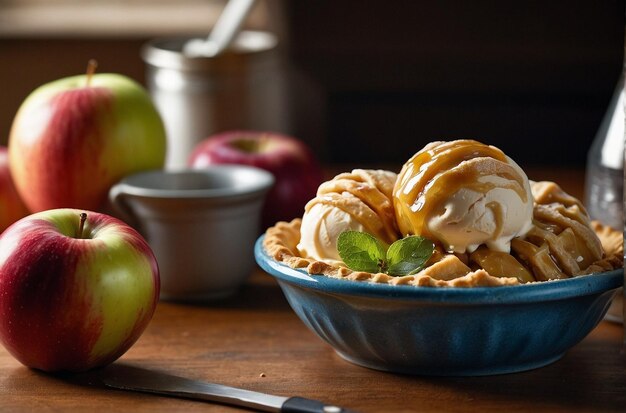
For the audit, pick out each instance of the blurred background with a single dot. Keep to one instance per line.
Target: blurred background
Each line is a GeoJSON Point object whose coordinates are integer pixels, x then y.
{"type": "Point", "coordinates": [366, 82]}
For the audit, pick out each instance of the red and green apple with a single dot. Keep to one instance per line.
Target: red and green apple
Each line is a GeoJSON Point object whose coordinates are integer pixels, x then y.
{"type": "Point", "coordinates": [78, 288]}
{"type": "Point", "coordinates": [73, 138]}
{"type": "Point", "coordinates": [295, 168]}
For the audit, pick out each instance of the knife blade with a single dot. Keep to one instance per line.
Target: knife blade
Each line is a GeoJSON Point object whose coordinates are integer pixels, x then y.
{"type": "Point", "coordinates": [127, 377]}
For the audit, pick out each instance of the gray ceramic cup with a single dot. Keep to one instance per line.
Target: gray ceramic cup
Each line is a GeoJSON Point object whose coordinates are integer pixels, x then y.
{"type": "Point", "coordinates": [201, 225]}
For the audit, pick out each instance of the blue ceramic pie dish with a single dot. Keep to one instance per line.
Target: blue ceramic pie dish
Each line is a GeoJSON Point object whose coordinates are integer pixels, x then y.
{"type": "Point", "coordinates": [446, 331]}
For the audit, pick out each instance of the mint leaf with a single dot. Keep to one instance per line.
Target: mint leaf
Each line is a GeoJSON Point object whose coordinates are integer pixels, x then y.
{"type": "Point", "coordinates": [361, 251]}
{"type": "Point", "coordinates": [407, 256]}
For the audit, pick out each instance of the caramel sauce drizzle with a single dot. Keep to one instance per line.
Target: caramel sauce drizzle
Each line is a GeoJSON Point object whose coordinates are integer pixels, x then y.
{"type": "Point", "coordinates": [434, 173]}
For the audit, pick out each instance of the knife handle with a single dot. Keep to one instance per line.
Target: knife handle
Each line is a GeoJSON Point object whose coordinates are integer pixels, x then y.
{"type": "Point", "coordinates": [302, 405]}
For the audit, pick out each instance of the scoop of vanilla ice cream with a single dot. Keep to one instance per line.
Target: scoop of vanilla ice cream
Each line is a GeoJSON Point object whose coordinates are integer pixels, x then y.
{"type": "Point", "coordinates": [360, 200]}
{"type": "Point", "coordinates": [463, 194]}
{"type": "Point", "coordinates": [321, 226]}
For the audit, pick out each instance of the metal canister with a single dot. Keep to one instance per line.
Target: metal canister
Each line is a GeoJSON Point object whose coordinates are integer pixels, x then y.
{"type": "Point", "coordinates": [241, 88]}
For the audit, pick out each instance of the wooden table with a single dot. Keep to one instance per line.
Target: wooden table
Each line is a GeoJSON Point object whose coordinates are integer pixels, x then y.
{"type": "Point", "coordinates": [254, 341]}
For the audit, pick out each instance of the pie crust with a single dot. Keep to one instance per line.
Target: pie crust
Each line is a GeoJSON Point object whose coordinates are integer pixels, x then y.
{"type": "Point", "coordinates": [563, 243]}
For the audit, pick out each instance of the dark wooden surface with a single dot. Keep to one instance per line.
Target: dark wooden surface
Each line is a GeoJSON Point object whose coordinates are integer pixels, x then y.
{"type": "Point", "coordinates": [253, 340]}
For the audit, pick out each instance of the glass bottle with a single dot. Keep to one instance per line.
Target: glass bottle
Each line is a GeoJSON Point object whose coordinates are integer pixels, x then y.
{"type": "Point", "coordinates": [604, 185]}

•••••

• _What this task involves_
Give the data again exactly as written, with all pictures left out.

• _The response_
For the audit, pick out each instance of the blurred background with a single dot. Keep to one instance per line.
Target: blurred background
Each line is a GeoJSON Point object whose coordinates are integer pixels, x then y.
{"type": "Point", "coordinates": [366, 82]}
For the audit, pick out each instance of the red and green apple with a single dot. Keep to one instance per line.
Target: red and green apple
Each line is a GeoJSON Point object whose coordinates are integer pixels, x then y.
{"type": "Point", "coordinates": [78, 288]}
{"type": "Point", "coordinates": [73, 138]}
{"type": "Point", "coordinates": [295, 168]}
For the audit, pick out each instance of the knife blade with a single dot. Keep to one instance per line.
Target: knife blade
Each line is a GeoJSON Point object whose coordinates are integer pixels, x then y.
{"type": "Point", "coordinates": [127, 377]}
For the audit, pick out each instance of the gray ceramic cup with a single dot. Keep to one instance per line.
Target: gray ceramic cup
Each line is a GeoJSON Point object whose coordinates are integer pixels, x then y.
{"type": "Point", "coordinates": [201, 225]}
For the audit, pick out each instance of the blue ceramic pie dish with a single dot. Keep to one instance per line.
Target: blue ceramic pie dish
Each line is a GeoJSON Point object whose coordinates are integer pixels, x then y.
{"type": "Point", "coordinates": [446, 331]}
For the audit, pick out each instance of the mint leaf with a single dot. Keep to one instance per line.
Target: mint leaf
Each line is a GeoJSON Point object whose coordinates are integer pixels, x then y.
{"type": "Point", "coordinates": [361, 251]}
{"type": "Point", "coordinates": [407, 256]}
For the audit, pick out each instance of the caramel sauce drizzle with a single dot. Keep to one instance per line.
Target: caramel sauce drizzle
Each line is a GeoJSON Point object whose coordinates are integer pixels, x then y.
{"type": "Point", "coordinates": [434, 173]}
For the audit, pick out each instance of the knife handle with a single dot. Keep to one instance per line.
Target: knife handle
Each line is a GeoJSON Point object whose coordinates are integer pixels, x then y.
{"type": "Point", "coordinates": [302, 405]}
For the audit, pick out each instance of the scoop of vanilla ice cream with a single dot. Keep to one instance per line.
Target: scoop of vanilla ice cream
Each line is a GeoJSON Point object whose coordinates are integer pixels, x then y.
{"type": "Point", "coordinates": [360, 200]}
{"type": "Point", "coordinates": [463, 194]}
{"type": "Point", "coordinates": [321, 226]}
For the audit, pick out each instance of the metal canister with a single dot. Keep to one instance per line.
Target: metal canister
Each line is a GeoJSON Point object whose coordinates are integer pixels, x then y.
{"type": "Point", "coordinates": [241, 88]}
For the audit, pick out each instance of the wooden table with a single dot. Keep to one instance per line.
Target: wooden table
Each line is a GeoJSON Point object whose coordinates are integer pixels, x then y.
{"type": "Point", "coordinates": [254, 341]}
For the audit, pick out each instance of the pie crust with a single dot. Keep to one instance per line.
Target: pie crust
Each line is a GeoJSON Point object whose coordinates are integer pixels, x then y.
{"type": "Point", "coordinates": [563, 243]}
For the audit, pick out each instance of the dark wooden surface with a single dot. Keep to one instance per line.
Target: dark wooden surface
Each line is a GeoJSON Point object whose coordinates are integer pixels, x then y.
{"type": "Point", "coordinates": [253, 340]}
For the audit, pick out each instance of the glass bottle with a single dot. Keep to one instance per line.
Target: glass bottle
Each line is a GeoJSON Point object whose coordinates are integer pixels, x then y.
{"type": "Point", "coordinates": [604, 185]}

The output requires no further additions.